Your copy of the entries below should hold exactly the lines from the one containing "The answer SHOULD provide one point per instance of the clear" to the one containing "form: x=270 y=117.", inclusive, and no pictures.

▸ Dataset entries

○ ○ ○ ○

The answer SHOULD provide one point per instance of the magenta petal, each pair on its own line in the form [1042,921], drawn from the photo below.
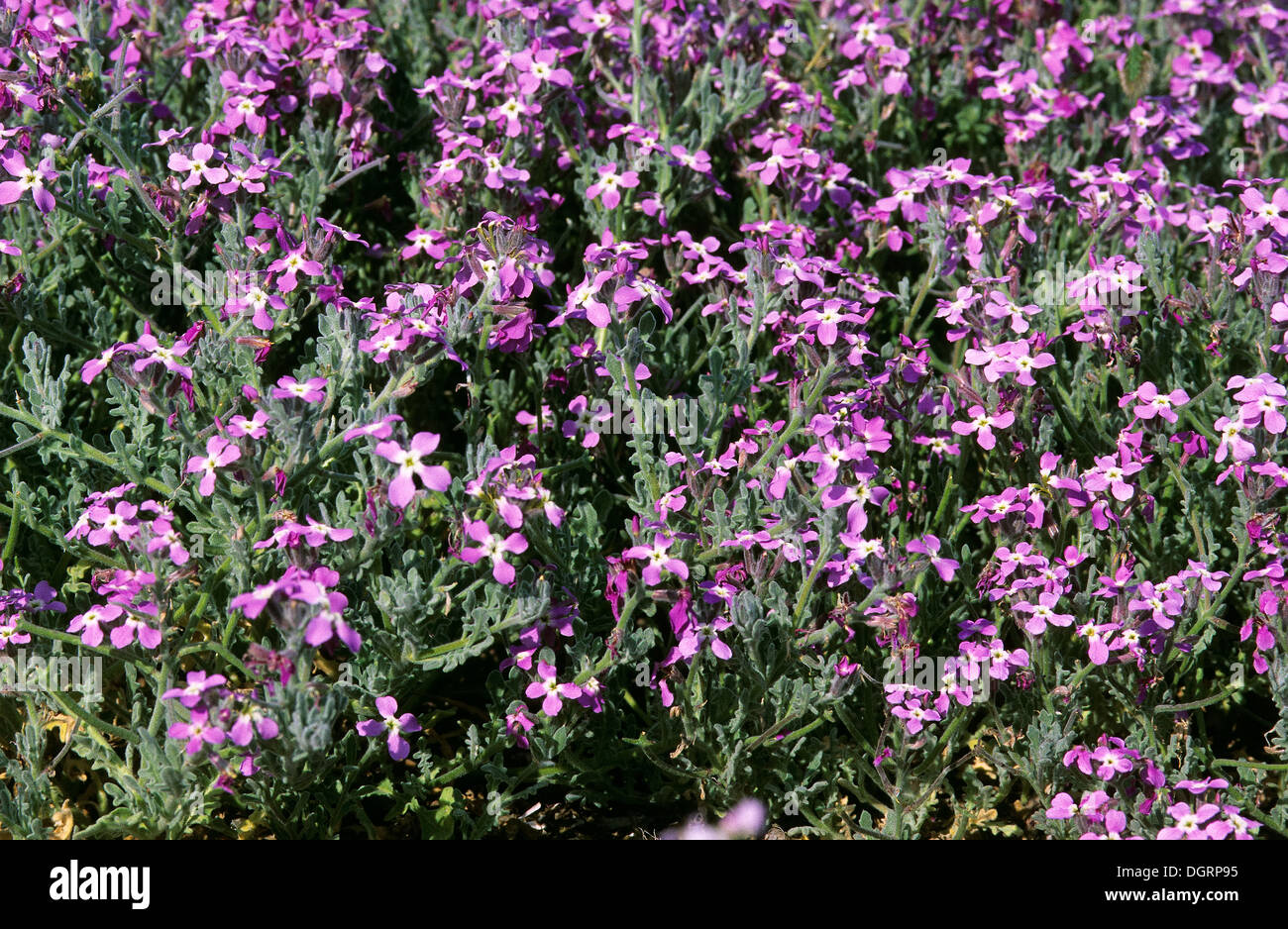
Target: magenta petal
[398,747]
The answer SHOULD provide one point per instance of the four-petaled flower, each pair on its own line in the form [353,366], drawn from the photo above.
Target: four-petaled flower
[410,464]
[982,424]
[548,686]
[219,453]
[391,723]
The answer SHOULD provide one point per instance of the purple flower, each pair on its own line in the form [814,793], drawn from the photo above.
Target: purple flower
[29,179]
[329,624]
[89,623]
[309,391]
[193,692]
[408,461]
[1189,822]
[982,425]
[492,546]
[198,731]
[394,725]
[198,166]
[658,560]
[219,453]
[609,185]
[549,687]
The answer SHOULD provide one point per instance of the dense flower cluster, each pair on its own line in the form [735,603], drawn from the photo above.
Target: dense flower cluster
[743,401]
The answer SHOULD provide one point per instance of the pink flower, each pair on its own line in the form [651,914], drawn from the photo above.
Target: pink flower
[492,546]
[658,560]
[1150,403]
[252,429]
[1042,613]
[309,391]
[198,731]
[408,461]
[549,687]
[1232,440]
[29,179]
[609,184]
[89,624]
[982,425]
[291,265]
[395,725]
[198,166]
[219,453]
[1109,475]
[1189,822]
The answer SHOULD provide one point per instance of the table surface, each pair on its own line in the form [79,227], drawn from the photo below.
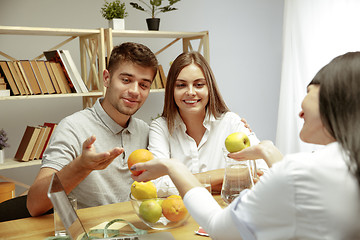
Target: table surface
[43,226]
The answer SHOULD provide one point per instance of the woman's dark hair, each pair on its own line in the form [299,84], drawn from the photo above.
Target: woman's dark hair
[216,105]
[339,101]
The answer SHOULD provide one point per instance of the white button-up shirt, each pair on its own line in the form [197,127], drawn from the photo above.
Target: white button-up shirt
[305,196]
[208,155]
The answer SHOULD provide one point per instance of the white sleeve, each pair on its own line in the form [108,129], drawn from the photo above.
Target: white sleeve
[159,146]
[217,222]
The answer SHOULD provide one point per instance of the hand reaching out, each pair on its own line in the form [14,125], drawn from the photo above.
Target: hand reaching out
[264,150]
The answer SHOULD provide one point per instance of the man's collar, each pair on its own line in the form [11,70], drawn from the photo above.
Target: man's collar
[109,122]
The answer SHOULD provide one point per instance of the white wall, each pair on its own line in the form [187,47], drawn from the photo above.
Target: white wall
[245,53]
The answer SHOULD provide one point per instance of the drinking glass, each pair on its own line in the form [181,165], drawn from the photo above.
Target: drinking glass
[238,177]
[59,228]
[205,180]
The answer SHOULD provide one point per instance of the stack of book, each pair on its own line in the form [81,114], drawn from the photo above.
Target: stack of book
[56,75]
[160,79]
[3,90]
[34,142]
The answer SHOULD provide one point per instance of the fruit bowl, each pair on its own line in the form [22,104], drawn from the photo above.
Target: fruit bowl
[160,213]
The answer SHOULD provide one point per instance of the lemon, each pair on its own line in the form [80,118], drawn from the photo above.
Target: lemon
[150,210]
[237,141]
[143,190]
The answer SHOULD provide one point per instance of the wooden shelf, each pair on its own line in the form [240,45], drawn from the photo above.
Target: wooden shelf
[40,31]
[157,34]
[11,163]
[89,94]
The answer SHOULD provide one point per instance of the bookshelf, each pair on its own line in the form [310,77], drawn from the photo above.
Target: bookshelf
[90,42]
[94,46]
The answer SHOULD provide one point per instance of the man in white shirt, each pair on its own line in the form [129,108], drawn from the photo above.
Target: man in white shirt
[84,145]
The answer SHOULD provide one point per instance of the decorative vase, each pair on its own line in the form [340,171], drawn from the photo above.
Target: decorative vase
[2,156]
[153,24]
[117,24]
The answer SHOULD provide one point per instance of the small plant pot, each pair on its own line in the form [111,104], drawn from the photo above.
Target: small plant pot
[153,24]
[117,24]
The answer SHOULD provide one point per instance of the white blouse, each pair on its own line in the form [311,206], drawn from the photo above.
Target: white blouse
[208,155]
[305,196]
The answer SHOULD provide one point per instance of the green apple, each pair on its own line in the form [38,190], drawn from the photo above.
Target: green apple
[150,210]
[237,141]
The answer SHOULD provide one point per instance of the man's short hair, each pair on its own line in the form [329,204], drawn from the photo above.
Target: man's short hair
[132,52]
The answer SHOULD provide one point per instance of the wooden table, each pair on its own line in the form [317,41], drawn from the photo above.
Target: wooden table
[41,227]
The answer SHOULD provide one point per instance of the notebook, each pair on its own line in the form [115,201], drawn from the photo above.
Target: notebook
[72,222]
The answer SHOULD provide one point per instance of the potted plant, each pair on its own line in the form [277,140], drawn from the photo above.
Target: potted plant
[3,144]
[153,7]
[115,12]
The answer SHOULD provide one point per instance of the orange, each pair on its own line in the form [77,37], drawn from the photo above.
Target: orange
[174,208]
[139,155]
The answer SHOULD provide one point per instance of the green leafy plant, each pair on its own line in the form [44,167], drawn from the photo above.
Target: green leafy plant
[3,139]
[114,9]
[154,6]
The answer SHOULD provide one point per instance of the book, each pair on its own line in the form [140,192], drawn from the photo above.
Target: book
[52,77]
[30,76]
[162,76]
[5,71]
[70,72]
[23,77]
[60,78]
[5,93]
[42,143]
[55,56]
[52,127]
[27,143]
[37,143]
[16,77]
[46,77]
[38,76]
[77,77]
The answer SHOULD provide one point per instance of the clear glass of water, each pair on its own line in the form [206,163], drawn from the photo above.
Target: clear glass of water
[59,228]
[238,177]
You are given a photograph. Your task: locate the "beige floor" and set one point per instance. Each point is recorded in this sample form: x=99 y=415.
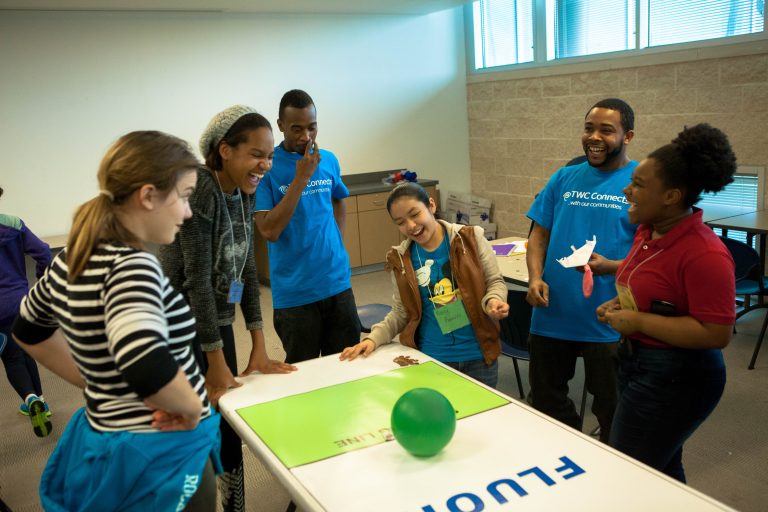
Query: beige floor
x=726 y=458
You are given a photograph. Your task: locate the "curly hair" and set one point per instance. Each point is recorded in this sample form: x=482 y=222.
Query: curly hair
x=700 y=159
x=620 y=106
x=295 y=98
x=407 y=189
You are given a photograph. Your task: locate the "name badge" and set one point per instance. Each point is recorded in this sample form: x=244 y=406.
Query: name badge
x=235 y=292
x=451 y=316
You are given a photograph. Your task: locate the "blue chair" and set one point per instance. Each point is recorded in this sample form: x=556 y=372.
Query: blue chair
x=514 y=341
x=371 y=314
x=749 y=281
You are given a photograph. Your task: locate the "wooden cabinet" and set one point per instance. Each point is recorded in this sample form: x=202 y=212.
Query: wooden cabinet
x=377 y=231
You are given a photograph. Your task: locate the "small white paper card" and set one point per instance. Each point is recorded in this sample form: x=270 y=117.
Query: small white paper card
x=580 y=256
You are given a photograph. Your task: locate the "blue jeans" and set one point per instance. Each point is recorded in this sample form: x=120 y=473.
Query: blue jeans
x=664 y=395
x=478 y=370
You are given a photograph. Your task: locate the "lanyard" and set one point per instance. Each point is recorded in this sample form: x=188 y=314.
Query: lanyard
x=237 y=276
x=421 y=264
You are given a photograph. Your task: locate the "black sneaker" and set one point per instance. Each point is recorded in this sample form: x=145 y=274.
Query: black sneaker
x=37 y=415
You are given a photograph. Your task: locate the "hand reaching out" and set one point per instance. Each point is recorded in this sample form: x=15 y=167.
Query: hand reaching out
x=364 y=348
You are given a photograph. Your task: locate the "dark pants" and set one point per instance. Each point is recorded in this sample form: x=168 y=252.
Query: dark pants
x=320 y=328
x=233 y=492
x=664 y=395
x=553 y=364
x=20 y=368
x=478 y=370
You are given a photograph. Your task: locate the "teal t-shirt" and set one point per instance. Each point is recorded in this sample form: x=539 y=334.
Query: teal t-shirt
x=434 y=276
x=580 y=202
x=308 y=261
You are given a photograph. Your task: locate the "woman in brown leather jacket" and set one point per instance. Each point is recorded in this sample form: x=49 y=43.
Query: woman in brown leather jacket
x=449 y=294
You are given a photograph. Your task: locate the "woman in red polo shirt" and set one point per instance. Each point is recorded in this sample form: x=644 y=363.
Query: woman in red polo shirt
x=675 y=303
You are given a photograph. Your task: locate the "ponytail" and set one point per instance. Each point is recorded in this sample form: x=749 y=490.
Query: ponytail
x=135 y=159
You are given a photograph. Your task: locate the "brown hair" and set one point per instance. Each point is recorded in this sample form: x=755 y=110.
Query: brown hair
x=136 y=159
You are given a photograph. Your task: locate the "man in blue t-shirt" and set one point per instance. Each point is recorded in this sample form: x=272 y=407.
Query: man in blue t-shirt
x=300 y=210
x=580 y=202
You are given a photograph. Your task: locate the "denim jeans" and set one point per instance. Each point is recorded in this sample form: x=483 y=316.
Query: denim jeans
x=553 y=365
x=20 y=368
x=478 y=370
x=664 y=395
x=320 y=328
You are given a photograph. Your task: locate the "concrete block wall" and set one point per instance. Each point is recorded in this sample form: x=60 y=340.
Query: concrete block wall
x=523 y=130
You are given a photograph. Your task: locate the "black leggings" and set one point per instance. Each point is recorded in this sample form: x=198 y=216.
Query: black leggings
x=20 y=368
x=231 y=444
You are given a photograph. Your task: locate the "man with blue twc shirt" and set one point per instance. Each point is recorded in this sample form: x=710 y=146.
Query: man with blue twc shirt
x=300 y=210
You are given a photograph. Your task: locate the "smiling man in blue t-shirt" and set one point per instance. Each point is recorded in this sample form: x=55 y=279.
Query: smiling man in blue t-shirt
x=579 y=202
x=300 y=210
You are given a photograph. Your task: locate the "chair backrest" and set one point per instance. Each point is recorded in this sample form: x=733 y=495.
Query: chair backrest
x=514 y=328
x=746 y=260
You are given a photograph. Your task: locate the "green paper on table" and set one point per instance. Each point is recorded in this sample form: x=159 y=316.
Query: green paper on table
x=304 y=428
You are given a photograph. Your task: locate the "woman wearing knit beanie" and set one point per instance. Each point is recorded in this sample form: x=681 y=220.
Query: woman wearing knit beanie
x=212 y=263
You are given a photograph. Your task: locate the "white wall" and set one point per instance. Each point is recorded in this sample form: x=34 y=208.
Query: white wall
x=390 y=91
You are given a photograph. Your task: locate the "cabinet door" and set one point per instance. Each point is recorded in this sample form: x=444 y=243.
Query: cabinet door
x=377 y=235
x=352 y=239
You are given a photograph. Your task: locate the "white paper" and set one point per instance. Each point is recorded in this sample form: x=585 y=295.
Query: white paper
x=580 y=256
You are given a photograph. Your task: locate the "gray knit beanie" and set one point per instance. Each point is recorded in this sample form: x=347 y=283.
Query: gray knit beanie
x=220 y=125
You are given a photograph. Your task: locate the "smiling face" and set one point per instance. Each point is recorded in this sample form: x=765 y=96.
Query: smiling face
x=171 y=210
x=417 y=221
x=604 y=140
x=651 y=202
x=244 y=165
x=299 y=127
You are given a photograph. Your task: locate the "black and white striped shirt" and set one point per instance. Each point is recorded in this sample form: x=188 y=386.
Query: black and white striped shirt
x=128 y=329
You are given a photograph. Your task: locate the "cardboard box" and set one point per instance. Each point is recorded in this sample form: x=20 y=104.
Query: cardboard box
x=468 y=209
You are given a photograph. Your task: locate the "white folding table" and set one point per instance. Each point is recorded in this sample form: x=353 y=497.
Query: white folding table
x=510 y=457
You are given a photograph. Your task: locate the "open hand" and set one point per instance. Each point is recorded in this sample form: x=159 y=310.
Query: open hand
x=497 y=309
x=364 y=348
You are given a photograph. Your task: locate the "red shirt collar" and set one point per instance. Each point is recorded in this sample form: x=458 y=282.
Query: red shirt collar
x=645 y=231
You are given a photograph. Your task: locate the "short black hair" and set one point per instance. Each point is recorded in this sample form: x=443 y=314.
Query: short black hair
x=237 y=134
x=700 y=159
x=622 y=107
x=408 y=189
x=295 y=98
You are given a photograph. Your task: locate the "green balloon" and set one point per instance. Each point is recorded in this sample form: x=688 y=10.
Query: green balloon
x=423 y=421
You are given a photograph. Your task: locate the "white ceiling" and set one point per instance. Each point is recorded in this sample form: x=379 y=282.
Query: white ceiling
x=259 y=6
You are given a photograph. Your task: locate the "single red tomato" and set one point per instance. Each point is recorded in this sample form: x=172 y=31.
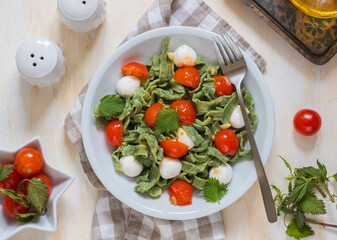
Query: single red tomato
x=40 y=176
x=114 y=133
x=185 y=110
x=173 y=148
x=12 y=208
x=223 y=86
x=28 y=162
x=187 y=76
x=136 y=69
x=226 y=141
x=181 y=193
x=307 y=122
x=13 y=180
x=151 y=114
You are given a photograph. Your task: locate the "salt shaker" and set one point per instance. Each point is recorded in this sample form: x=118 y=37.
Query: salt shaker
x=41 y=61
x=82 y=15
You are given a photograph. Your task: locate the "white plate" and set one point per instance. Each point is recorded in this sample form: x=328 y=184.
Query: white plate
x=141 y=49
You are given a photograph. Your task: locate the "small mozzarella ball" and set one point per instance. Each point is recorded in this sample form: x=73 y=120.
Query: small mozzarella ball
x=185 y=56
x=237 y=119
x=170 y=167
x=130 y=166
x=184 y=138
x=127 y=85
x=223 y=173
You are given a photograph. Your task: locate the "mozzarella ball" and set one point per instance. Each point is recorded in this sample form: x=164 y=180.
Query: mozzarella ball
x=223 y=173
x=170 y=167
x=237 y=119
x=185 y=56
x=184 y=138
x=127 y=85
x=130 y=166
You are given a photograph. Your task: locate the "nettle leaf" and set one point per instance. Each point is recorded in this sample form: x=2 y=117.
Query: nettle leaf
x=293 y=231
x=37 y=193
x=5 y=171
x=310 y=204
x=26 y=217
x=214 y=190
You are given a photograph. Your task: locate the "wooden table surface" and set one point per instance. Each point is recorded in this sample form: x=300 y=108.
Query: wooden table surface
x=26 y=111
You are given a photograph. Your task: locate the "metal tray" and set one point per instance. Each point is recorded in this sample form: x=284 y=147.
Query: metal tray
x=314 y=38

○ ○ ○ ○

▸ Answer box
The answer SHOULD provide one point per instance of the clear glass of water, each pair on its own line in the form [206,163], drawn from the photo above.
Target: clear glass of water
[59,228]
[238,177]
You are given a photograph. Your task: locate the "beige floor" and set one point per instance. Each point is recorded in this sample form: x=99 y=415.
Query: beige floor
x=726 y=458
You are given a photograph. Your task: locate the "curly hair" and set one point per instance. Each point is recorded in this sample form: x=482 y=222.
Query: curly hair
x=700 y=159
x=620 y=106
x=295 y=98
x=407 y=189
You are given a photograph. Your task: locate the "name badge" and set one point per instance. Each point is recorded in this sample form: x=244 y=406.
Query: name badge
x=235 y=292
x=451 y=316
You are given a photograph. Your task: locate the "blue chair" and set one point per instance. Each point is recorded in this sample form: x=556 y=372.
Query: blue chair
x=514 y=341
x=371 y=314
x=749 y=281
You are given a photograph. Your task: locate the "wooden cabinet" and set one point per instance. Each point is recorded in this sample form: x=202 y=212.
Query: wooden cabinet
x=377 y=231
You are given a photograph. Your task: locate the "small white paper card" and set one point per instance. Each point is recorded in this sample form: x=270 y=117.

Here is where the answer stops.